In every record below, replace "arch opening" with "window opening" and leave all other text the same.

* START Given data *

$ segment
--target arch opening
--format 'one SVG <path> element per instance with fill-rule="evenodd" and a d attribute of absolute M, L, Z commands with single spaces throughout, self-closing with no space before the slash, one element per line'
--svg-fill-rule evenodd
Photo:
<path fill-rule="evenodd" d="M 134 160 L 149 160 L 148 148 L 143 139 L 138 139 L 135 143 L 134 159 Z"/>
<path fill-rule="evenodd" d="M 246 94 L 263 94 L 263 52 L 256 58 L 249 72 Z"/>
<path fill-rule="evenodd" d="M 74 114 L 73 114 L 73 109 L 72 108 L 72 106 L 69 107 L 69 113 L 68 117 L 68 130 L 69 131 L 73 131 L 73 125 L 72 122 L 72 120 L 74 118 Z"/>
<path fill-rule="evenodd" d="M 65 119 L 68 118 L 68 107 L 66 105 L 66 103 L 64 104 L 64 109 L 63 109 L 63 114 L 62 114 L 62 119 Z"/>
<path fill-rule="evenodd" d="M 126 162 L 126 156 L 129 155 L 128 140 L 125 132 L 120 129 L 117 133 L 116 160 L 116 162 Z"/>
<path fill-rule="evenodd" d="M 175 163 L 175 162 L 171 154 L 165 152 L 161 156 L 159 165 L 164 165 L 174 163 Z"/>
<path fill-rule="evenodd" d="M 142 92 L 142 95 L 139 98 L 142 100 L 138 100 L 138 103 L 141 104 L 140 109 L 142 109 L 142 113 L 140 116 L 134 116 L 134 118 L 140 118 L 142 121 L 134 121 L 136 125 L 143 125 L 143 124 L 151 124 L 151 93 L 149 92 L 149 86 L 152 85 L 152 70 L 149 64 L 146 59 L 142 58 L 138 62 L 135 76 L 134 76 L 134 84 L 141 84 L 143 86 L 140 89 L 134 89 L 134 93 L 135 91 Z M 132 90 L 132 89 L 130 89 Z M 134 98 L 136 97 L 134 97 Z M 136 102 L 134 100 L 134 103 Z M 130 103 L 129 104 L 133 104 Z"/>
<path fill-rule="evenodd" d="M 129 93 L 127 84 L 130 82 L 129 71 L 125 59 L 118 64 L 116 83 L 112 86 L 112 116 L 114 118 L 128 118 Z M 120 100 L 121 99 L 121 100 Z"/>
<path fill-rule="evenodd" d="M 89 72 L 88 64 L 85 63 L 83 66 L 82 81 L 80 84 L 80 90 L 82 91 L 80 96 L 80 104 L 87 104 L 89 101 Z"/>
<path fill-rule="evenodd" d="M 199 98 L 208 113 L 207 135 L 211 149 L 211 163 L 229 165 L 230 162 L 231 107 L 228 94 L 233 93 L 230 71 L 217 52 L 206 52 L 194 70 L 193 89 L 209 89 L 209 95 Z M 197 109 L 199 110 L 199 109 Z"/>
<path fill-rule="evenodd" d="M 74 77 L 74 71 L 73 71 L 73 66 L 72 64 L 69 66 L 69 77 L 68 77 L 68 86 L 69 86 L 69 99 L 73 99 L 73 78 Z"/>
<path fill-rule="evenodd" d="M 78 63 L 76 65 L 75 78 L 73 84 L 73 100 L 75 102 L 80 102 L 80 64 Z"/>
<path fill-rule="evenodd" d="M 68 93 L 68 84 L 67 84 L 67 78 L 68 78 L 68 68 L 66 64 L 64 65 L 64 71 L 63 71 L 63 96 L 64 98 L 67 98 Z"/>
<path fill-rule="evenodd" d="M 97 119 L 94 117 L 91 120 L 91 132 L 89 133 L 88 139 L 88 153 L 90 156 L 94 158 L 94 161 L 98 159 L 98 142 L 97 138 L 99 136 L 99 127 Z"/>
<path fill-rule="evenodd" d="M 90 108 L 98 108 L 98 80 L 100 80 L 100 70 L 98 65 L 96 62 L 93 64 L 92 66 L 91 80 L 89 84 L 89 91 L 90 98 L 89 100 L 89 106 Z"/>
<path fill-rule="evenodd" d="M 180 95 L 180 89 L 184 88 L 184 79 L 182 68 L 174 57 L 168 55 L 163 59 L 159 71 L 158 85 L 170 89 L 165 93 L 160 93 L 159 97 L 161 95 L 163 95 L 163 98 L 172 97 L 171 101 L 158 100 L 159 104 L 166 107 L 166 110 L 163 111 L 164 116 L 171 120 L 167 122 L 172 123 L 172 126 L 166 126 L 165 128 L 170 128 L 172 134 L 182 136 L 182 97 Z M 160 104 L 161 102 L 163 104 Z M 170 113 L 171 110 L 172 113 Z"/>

* END Given data *

→ Response:
$ segment
--target window opening
--format 'one SVG <path> element per instance with fill-rule="evenodd" and a d attribute of absolute M, L, Z commands with single spaces throughout, self-closing with no space before the slash, one element per line'
--svg-fill-rule evenodd
Photo:
<path fill-rule="evenodd" d="M 134 160 L 149 160 L 148 148 L 143 139 L 138 139 L 135 143 L 134 159 Z"/>
<path fill-rule="evenodd" d="M 246 94 L 263 94 L 263 52 L 256 58 L 249 72 Z"/>
<path fill-rule="evenodd" d="M 74 114 L 73 114 L 73 109 L 72 108 L 72 106 L 69 107 L 69 113 L 68 117 L 68 130 L 69 131 L 73 131 L 73 125 L 72 122 L 72 120 L 74 118 Z"/>
<path fill-rule="evenodd" d="M 65 119 L 68 118 L 68 107 L 66 105 L 66 103 L 64 104 L 64 109 L 63 109 L 63 114 L 62 114 L 62 119 Z"/>
<path fill-rule="evenodd" d="M 126 162 L 126 156 L 129 155 L 128 140 L 125 132 L 120 129 L 117 133 L 116 160 L 116 162 Z"/>
<path fill-rule="evenodd" d="M 175 163 L 175 162 L 171 154 L 165 152 L 161 156 L 159 165 L 164 165 L 174 163 Z"/>
<path fill-rule="evenodd" d="M 142 92 L 142 95 L 139 98 L 142 100 L 138 100 L 138 103 L 141 104 L 140 109 L 142 109 L 142 113 L 140 116 L 134 116 L 134 118 L 140 118 L 142 121 L 134 121 L 136 125 L 143 125 L 143 124 L 151 124 L 151 93 L 149 92 L 149 86 L 152 85 L 152 70 L 149 64 L 146 59 L 142 58 L 138 62 L 135 76 L 134 76 L 134 84 L 141 84 L 143 86 L 140 89 L 134 89 L 134 93 L 135 91 Z M 132 90 L 132 89 L 130 89 Z M 134 98 L 136 97 L 134 97 Z M 136 102 L 134 100 L 134 103 Z M 130 103 L 129 104 L 133 104 Z"/>
<path fill-rule="evenodd" d="M 129 93 L 127 84 L 130 82 L 129 71 L 125 59 L 118 64 L 116 83 L 112 86 L 112 116 L 114 118 L 128 118 Z M 120 100 L 121 99 L 121 100 Z"/>
<path fill-rule="evenodd" d="M 89 72 L 88 64 L 85 63 L 83 66 L 82 81 L 80 84 L 80 90 L 82 91 L 80 96 L 80 104 L 87 104 L 89 101 Z"/>
<path fill-rule="evenodd" d="M 199 98 L 208 113 L 207 135 L 211 149 L 211 163 L 229 165 L 230 162 L 231 107 L 228 94 L 233 93 L 230 71 L 217 52 L 206 52 L 194 70 L 193 89 L 209 89 L 209 95 Z M 197 109 L 199 110 L 199 109 Z"/>
<path fill-rule="evenodd" d="M 74 77 L 74 71 L 73 71 L 73 66 L 72 64 L 69 66 L 69 77 L 68 77 L 68 86 L 69 86 L 69 99 L 73 99 L 73 78 Z"/>
<path fill-rule="evenodd" d="M 78 63 L 76 65 L 75 78 L 73 84 L 73 100 L 75 102 L 80 102 L 80 64 Z"/>
<path fill-rule="evenodd" d="M 68 93 L 68 84 L 67 84 L 67 78 L 68 78 L 68 68 L 66 64 L 64 65 L 64 71 L 63 71 L 63 96 L 64 98 L 67 98 Z"/>
<path fill-rule="evenodd" d="M 97 119 L 94 117 L 91 120 L 91 132 L 89 133 L 88 139 L 88 153 L 90 156 L 94 158 L 94 161 L 98 159 L 98 142 L 97 138 L 99 136 L 99 127 Z"/>
<path fill-rule="evenodd" d="M 90 108 L 98 108 L 98 80 L 100 80 L 100 70 L 98 65 L 96 62 L 93 64 L 92 66 L 91 80 L 89 84 L 89 91 L 90 98 L 89 100 L 89 106 Z"/>
<path fill-rule="evenodd" d="M 180 95 L 180 89 L 184 88 L 184 79 L 182 68 L 174 57 L 168 55 L 163 59 L 159 71 L 158 85 L 170 89 L 165 93 L 160 93 L 159 97 L 161 95 L 163 95 L 163 98 L 172 97 L 171 101 L 158 100 L 159 104 L 166 107 L 166 110 L 163 111 L 164 116 L 171 120 L 167 122 L 172 123 L 172 126 L 166 126 L 165 128 L 170 128 L 172 134 L 182 136 L 182 97 Z M 160 104 L 161 102 L 163 104 Z M 170 113 L 171 110 L 172 113 Z"/>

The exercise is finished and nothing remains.